### DOCUMENT TEXT
But you shouldn’t become mom’s big baby. She’s served a whole lot in your life. Wisdom now entails, you knowing the stage of your life that matters. The third stage of your life is good, but I think it will be better if it comes with a manual of operation for effective optimization and management of relationships you’re into; with this lady and with your mom. Your parents are respectable people when you put them in their place. I’ve heard you saying you will take your wife for a tutorial from your mum, to learn your family tradition, how to cook your family meal and the likes. It is belittling. You will run this lady crazy. You want to mess her up, change her configurations by changing the same qualities that drew you to her. It’s like buying an iPhone 7 and wanting to install the os of Nokia 3310 because that is what you were used to. Marriage always comes with packs of tools that tune and change people. The moment you take the covenant and you commit unto one another. You are no longer “you” and she’s no longer herself. You are one new unit. The Bible gave a strict order that the purpose of marriage will cause you to “leave” your father and mother to be clinged unto someone new. It means you will need to change your approach to life. You will need a newer version of you. you want a better life than your parents lived. Why should you be conditioning this lady to be like your mum? This lady will feel you’re doing that because she’s not good enough. Imagine if she also wants you to be like her father who already holds two degrees before twenty-four. You’re almost twenty seven still on your first degree and your CGPA cannot flash MTN to MTN. Will it not be suicidal to pressure you into holding two degrees before marriage. In a way, you are supposed to be a better version of her dad. So why not consider karma and check what it will look like if she wants you to go and stay with her dad too to learn.

### DATASET RECORDS
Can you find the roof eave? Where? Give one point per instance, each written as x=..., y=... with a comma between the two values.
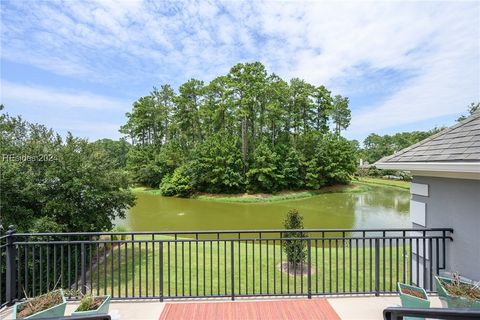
x=460, y=167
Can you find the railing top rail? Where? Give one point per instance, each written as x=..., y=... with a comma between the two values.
x=72, y=242
x=232, y=231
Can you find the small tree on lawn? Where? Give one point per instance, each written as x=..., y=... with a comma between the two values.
x=294, y=249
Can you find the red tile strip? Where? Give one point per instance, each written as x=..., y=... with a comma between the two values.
x=251, y=310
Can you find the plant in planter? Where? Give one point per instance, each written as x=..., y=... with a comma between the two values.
x=296, y=250
x=48, y=305
x=456, y=293
x=91, y=304
x=413, y=297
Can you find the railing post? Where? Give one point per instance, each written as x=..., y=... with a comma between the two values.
x=84, y=269
x=377, y=267
x=11, y=267
x=232, y=269
x=309, y=276
x=161, y=270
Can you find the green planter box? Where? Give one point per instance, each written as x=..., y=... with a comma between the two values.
x=410, y=301
x=55, y=311
x=449, y=301
x=102, y=309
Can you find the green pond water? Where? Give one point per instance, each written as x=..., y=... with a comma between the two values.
x=380, y=207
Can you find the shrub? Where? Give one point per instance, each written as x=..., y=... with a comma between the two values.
x=294, y=249
x=166, y=187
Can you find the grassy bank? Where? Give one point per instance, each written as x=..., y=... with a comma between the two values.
x=264, y=197
x=205, y=268
x=385, y=182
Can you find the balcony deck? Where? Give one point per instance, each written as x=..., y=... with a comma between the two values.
x=365, y=307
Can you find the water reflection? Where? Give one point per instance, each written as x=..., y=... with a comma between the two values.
x=381, y=207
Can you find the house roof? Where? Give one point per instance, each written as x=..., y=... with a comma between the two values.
x=455, y=149
x=460, y=142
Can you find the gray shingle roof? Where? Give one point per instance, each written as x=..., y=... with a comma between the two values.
x=459, y=143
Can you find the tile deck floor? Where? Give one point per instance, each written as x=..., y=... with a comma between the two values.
x=365, y=307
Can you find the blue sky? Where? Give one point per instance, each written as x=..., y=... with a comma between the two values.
x=79, y=65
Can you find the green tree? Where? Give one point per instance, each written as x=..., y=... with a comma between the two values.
x=292, y=170
x=116, y=150
x=264, y=174
x=218, y=165
x=341, y=114
x=336, y=159
x=70, y=183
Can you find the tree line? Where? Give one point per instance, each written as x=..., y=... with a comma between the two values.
x=51, y=184
x=244, y=131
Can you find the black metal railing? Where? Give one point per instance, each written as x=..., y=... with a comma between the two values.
x=232, y=263
x=398, y=313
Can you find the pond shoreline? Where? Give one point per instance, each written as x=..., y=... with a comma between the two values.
x=265, y=197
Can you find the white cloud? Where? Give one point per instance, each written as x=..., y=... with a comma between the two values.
x=14, y=94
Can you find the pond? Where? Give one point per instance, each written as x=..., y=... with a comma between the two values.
x=380, y=207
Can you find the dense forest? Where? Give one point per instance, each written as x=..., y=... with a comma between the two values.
x=51, y=184
x=244, y=131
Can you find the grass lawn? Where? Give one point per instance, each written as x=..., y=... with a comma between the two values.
x=205, y=269
x=385, y=182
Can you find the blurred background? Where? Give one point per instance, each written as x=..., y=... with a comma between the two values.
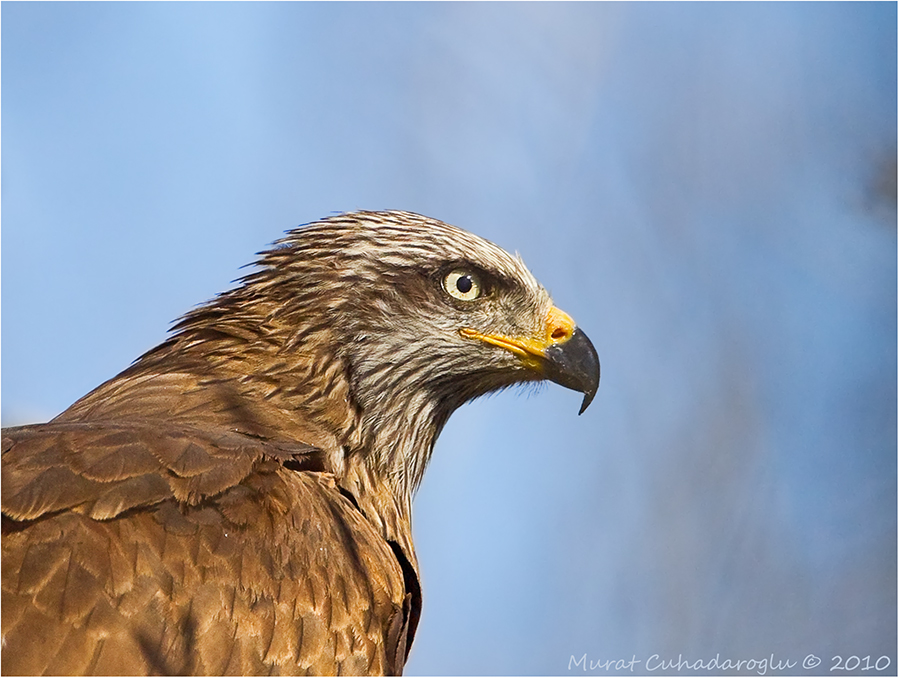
x=708, y=189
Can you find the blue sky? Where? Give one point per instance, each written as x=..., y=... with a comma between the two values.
x=698, y=185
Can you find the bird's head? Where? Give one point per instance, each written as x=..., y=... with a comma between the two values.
x=404, y=318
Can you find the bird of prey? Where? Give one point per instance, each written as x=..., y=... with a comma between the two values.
x=238, y=500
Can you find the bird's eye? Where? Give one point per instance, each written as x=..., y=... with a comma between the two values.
x=462, y=285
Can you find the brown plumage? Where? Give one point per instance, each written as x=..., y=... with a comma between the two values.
x=239, y=499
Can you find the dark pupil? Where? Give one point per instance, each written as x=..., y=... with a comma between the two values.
x=463, y=284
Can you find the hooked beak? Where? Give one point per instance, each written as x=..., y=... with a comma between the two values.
x=564, y=354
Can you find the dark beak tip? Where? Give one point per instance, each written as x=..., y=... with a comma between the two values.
x=575, y=365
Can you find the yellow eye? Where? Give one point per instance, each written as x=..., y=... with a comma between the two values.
x=462, y=285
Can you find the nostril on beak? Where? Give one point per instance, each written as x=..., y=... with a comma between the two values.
x=559, y=326
x=561, y=333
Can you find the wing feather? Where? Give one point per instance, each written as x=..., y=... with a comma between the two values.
x=136, y=548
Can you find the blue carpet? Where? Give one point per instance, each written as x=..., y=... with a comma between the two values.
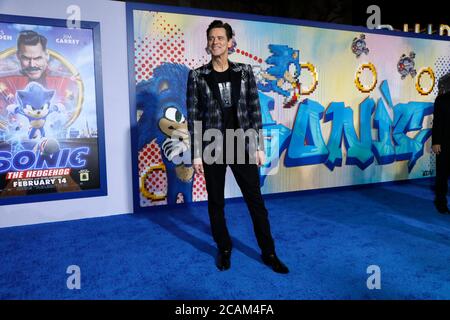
x=327, y=238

### THE TASK
Please continue the marriage advice text about a husband keeping his mother in her place, beginning right after its final sentence.

### EXPECTED OUTPUT
Life requires series of changes by time. What worked for you while you were a millionaire can be against you while you are racing to become a billionaire. Answers change by the day. You know it is right to say Obama is the president of United States today if you say that by 21st of January, 2017 you will be wrong. I’ll advise you…love your fiancé the way she is and for who she is. An attempt to modify her into the 20th century version of your mum in a 21st century world will yield nothing but disaster. Live in the moment. Stop placing your mum over her. And don’t also look down on your mum. She will feel insecure if your relationship with your mum is awkward. Learn to put people where they belong. Your mom might have sacrificed a lot for you. but she’s not Jesus. She should not make you a baby when you have a lady you’re committed to already. In days to come some “young armies” will be calling you dad and asking you questions. You have failed if everything you’re telling them is what “my mummy said”. Have a heart of your own. You will need to change the culture if you must have a better marriage than your parents are having. Be willing to explore the adventure marriage will bring you. Take the leap and don’t be confined by the farmiliarity of family tradition if you intend to go far. Nothing strangles success like psychosclerosis and homeostasis. Do yourself a favour and look up what it means before I write you again. May you have a fulfilling home.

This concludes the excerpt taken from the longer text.